==== Provided records ====

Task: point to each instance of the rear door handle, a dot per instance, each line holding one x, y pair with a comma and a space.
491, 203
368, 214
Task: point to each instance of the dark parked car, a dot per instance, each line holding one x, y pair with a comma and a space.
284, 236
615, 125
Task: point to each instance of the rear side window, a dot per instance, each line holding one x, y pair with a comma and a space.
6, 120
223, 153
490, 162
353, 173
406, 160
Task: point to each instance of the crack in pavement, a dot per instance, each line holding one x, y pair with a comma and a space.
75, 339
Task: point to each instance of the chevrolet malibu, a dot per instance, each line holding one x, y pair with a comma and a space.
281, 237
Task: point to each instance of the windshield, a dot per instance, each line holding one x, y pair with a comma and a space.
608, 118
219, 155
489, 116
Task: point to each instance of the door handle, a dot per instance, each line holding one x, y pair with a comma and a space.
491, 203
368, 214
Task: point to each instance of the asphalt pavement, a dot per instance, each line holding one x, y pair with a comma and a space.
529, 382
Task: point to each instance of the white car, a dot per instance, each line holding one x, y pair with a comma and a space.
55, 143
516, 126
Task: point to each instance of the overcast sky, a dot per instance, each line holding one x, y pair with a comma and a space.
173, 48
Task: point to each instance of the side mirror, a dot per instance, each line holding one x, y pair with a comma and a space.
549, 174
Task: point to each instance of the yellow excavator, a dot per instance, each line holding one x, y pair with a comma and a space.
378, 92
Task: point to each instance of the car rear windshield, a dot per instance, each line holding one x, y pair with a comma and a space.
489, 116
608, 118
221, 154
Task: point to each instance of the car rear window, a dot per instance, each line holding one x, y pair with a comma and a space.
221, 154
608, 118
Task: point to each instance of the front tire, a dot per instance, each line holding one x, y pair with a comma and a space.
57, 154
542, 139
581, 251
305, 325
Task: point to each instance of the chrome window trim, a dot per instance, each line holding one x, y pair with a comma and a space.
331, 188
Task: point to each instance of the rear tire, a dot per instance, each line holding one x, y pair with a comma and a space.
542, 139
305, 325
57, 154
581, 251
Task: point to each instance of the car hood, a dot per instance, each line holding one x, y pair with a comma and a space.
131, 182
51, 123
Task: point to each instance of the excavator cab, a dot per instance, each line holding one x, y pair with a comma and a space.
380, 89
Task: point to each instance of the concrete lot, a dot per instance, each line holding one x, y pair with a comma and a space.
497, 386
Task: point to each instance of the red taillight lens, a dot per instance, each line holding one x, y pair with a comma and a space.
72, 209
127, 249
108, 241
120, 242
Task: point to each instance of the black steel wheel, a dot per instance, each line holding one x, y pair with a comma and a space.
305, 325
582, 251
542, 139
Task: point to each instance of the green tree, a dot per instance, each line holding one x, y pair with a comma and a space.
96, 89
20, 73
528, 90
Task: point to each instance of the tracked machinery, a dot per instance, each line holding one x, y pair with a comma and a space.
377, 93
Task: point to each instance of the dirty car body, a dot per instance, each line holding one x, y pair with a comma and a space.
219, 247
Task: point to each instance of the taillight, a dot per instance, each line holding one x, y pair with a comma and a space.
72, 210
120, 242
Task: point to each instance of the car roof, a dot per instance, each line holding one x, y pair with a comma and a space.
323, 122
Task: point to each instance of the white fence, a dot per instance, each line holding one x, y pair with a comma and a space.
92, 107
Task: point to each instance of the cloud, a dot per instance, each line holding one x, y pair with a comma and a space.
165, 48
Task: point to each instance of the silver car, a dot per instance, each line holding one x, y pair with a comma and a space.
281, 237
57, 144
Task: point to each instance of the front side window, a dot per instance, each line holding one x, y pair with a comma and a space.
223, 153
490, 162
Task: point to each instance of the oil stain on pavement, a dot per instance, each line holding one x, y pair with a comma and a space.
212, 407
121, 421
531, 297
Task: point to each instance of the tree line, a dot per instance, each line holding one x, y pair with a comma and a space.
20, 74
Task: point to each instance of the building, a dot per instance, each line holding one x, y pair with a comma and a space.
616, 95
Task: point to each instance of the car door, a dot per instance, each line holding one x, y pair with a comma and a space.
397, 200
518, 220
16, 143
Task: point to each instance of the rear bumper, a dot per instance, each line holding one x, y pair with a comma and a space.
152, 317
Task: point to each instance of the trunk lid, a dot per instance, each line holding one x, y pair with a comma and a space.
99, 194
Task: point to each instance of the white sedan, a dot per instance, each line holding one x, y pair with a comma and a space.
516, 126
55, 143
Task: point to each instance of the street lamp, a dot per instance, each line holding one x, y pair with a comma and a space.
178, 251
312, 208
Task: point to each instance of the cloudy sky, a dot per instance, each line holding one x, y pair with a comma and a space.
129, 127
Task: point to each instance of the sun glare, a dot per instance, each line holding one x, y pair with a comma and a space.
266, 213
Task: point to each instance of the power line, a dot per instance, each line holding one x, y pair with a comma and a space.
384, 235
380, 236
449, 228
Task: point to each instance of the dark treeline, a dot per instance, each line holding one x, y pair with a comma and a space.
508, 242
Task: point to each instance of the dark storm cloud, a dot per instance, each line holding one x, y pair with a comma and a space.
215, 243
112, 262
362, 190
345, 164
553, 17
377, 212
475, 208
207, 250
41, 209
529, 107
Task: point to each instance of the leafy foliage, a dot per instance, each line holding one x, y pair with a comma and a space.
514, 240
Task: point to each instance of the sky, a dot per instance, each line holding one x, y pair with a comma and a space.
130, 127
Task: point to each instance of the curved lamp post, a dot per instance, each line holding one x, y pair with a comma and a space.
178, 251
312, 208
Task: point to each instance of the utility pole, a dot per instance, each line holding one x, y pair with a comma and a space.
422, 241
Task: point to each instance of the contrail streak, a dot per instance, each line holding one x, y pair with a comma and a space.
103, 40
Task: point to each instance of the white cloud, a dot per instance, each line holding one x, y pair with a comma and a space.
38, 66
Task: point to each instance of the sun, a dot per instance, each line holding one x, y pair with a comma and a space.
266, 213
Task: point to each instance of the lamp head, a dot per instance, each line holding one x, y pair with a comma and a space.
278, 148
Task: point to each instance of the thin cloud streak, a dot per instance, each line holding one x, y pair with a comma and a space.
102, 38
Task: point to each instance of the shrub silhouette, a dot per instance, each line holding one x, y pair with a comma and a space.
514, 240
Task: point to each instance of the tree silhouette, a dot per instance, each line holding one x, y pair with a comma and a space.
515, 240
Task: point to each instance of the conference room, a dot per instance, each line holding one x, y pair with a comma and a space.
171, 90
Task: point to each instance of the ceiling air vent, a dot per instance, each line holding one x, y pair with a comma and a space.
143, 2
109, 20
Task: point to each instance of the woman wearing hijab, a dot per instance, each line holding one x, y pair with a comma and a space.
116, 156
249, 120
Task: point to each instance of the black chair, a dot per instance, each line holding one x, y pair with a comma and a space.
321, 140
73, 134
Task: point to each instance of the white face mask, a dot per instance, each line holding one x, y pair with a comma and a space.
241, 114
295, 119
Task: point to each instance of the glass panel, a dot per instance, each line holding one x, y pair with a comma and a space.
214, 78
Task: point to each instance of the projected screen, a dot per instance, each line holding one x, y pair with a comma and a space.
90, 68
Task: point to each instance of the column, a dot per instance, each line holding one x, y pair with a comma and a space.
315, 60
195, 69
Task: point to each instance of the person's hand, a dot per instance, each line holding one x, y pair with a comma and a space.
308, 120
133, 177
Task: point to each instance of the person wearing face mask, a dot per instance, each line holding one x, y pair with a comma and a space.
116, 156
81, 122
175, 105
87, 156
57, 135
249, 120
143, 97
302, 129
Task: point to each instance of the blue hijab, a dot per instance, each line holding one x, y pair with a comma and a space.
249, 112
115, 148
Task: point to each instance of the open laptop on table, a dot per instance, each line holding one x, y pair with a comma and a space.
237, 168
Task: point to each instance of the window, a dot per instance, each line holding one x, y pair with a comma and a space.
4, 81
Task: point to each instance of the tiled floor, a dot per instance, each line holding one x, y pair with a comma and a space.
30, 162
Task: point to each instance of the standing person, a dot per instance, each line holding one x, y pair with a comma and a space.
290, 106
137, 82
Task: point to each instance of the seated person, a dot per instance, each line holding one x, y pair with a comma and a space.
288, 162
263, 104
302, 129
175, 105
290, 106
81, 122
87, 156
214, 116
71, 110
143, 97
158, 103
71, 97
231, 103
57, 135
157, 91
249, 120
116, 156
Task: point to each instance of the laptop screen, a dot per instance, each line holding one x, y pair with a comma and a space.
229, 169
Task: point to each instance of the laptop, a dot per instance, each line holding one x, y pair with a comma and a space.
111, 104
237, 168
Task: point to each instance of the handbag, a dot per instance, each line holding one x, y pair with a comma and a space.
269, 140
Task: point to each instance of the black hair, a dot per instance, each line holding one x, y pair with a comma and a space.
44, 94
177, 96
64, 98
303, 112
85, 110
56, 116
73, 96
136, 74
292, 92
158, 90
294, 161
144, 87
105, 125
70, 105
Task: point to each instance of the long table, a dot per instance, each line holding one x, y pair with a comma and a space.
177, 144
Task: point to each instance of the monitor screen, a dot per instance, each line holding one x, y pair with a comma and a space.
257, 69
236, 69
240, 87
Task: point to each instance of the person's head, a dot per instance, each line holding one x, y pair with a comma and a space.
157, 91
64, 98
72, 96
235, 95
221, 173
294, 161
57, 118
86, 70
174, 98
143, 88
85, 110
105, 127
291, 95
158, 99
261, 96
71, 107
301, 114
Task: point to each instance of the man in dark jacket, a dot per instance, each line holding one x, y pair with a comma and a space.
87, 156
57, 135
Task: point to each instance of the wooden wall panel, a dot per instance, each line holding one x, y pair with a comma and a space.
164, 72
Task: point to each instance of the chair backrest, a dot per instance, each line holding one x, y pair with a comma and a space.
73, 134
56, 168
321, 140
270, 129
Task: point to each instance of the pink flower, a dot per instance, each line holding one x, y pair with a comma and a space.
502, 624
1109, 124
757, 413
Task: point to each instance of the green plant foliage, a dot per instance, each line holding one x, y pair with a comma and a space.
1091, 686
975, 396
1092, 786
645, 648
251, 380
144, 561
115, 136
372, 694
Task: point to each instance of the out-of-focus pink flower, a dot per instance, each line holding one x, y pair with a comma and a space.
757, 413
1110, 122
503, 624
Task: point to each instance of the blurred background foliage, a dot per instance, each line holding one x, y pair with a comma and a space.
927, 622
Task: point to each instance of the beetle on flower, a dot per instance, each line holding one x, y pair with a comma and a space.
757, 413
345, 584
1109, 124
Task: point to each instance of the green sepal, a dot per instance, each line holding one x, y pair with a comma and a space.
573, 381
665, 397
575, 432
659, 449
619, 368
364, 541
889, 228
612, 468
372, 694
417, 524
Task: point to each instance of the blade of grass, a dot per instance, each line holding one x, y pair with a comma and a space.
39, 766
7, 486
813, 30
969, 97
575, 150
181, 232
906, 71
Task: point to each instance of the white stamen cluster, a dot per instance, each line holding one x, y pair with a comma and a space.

====

* [Problem to solve]: Beginning with the line that contains "Task: point to each instance of the blurred", quote each line exactly through the last line of the entries above, and nothing beyond them.

* [Response to the exercise]:
Task: point to each instance of the blurred background foliage, a dot per instance, each line holding one x, y pair with a comma and a space.
927, 622
Task: point to each instance of the beetle on flower, a dot per instance, each line holding one x, y pair with a comma and a space.
757, 413
345, 584
1109, 124
Task: point to each instance of the green sepal, a dot per instance, each line holding one x, y pair with a comma and a space.
573, 381
665, 397
575, 432
659, 449
619, 368
364, 541
889, 228
612, 468
372, 694
417, 524
Task: point to each instance of the blade of grass, a dot per instance, each line holding one x, y pair with a comma and a space.
39, 766
7, 486
813, 30
969, 97
575, 150
181, 232
906, 71
Task: point to each instance of the white stamen cluster, a dot per instance, each line holding one x, y pair with a comma and a space.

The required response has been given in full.